**AIM OF THE EXERCISE**:
Go through the following data and transcribe exactly the stretch of lines from the one holding "Where can the train undercarriage" to the one holding "Where can the building", both included.

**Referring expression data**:

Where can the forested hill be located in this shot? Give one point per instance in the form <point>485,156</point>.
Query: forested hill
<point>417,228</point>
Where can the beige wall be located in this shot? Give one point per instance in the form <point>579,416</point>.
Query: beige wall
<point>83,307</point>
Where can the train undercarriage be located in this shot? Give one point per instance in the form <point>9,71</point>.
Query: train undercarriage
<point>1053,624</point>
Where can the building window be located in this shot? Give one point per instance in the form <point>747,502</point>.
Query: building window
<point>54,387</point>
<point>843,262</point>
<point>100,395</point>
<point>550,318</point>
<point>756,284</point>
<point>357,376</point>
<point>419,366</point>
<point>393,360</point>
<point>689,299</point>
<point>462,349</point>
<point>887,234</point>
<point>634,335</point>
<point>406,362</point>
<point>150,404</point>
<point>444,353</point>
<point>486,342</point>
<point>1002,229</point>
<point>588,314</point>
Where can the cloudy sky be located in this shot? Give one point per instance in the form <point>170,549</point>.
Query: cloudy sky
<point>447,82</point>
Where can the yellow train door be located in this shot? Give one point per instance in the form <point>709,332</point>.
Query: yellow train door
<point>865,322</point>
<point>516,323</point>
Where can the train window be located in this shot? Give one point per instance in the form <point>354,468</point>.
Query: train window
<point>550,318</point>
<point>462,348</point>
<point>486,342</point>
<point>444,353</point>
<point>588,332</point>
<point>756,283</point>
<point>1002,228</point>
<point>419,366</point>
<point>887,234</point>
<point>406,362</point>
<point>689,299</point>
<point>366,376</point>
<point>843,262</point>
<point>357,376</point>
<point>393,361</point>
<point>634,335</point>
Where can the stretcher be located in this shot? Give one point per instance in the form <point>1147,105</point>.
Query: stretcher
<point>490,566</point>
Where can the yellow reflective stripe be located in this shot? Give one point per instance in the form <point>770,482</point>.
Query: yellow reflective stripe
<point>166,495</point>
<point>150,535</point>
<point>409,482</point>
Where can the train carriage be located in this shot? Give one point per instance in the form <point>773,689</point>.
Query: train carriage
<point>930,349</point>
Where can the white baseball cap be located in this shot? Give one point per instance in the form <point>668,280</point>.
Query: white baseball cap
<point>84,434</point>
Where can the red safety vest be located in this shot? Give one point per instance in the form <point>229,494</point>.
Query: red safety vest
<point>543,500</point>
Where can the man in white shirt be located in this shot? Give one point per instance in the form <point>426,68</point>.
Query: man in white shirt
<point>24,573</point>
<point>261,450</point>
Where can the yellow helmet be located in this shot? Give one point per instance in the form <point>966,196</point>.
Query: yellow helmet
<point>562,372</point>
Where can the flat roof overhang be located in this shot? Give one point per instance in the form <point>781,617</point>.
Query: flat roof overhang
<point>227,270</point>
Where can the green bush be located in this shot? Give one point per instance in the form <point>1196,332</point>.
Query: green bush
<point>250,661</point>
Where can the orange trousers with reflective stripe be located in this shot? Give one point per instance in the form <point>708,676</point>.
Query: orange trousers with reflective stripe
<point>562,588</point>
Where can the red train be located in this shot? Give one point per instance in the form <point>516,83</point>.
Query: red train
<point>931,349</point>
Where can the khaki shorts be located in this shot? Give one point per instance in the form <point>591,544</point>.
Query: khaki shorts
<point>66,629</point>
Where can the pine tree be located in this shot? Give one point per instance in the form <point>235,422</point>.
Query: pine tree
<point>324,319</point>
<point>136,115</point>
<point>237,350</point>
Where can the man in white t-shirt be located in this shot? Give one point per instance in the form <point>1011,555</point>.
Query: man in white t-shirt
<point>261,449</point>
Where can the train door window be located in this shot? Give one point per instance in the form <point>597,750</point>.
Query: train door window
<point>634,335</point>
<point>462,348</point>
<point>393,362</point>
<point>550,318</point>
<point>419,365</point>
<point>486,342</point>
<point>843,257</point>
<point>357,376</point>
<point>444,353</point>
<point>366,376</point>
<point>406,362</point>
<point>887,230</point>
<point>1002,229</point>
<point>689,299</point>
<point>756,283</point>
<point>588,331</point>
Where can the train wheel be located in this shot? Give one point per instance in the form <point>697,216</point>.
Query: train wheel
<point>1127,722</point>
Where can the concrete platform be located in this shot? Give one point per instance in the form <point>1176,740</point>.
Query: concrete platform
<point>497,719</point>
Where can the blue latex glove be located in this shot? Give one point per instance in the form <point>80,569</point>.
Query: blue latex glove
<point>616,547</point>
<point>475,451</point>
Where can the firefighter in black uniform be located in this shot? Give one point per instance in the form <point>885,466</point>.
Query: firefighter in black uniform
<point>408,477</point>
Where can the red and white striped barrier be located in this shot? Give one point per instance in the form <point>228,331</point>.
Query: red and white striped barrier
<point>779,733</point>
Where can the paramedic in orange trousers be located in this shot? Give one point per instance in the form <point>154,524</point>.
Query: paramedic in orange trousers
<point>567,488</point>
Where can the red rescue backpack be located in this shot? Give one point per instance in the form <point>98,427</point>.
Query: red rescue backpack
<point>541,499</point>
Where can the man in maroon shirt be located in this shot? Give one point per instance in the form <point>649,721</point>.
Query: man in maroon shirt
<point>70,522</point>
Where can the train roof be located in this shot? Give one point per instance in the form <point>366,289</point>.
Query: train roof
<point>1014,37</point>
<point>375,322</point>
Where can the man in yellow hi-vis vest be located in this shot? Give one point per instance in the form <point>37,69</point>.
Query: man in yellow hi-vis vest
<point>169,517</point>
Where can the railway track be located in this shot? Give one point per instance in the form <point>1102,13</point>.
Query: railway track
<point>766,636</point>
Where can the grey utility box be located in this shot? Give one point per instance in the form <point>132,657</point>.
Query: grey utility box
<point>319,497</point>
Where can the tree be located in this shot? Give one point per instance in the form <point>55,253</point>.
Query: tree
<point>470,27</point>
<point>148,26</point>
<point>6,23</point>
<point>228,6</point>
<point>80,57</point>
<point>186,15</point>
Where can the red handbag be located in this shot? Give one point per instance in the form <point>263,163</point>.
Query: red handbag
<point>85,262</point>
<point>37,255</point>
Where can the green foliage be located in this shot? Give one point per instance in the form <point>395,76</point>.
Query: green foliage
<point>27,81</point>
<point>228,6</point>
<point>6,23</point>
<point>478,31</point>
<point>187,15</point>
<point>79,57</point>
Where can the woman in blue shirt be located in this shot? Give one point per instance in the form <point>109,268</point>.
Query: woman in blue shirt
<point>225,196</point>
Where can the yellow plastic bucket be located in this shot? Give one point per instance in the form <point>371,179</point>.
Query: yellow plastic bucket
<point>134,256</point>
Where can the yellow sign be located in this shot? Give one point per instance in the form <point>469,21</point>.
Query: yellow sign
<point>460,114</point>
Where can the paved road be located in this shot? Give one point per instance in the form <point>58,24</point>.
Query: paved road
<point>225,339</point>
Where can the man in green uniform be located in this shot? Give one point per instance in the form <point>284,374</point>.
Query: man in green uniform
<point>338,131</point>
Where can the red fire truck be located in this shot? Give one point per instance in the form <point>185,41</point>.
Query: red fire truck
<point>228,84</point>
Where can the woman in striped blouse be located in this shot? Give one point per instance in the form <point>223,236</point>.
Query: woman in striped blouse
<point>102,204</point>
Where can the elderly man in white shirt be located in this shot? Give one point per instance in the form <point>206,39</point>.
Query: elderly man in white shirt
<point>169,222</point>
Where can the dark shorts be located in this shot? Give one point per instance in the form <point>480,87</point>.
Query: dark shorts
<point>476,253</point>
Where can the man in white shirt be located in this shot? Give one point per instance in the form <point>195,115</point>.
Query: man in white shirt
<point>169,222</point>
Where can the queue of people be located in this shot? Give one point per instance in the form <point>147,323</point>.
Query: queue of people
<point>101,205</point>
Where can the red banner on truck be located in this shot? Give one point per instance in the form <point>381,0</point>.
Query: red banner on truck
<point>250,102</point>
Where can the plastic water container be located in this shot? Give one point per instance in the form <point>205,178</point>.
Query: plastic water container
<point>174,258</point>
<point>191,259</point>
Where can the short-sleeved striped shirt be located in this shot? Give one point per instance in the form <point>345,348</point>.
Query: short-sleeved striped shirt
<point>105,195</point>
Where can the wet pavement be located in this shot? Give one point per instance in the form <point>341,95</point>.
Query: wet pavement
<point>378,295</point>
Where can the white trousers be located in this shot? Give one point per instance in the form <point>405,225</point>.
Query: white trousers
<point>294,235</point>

**COMPLETED EXERCISE**:
Where can the train undercarriage be located in this shot? Give one point per instance in the form <point>9,71</point>.
Query: train undercarriage
<point>1053,624</point>
Where can the building window be located in this shot? Give one point per instance in the form <point>747,502</point>.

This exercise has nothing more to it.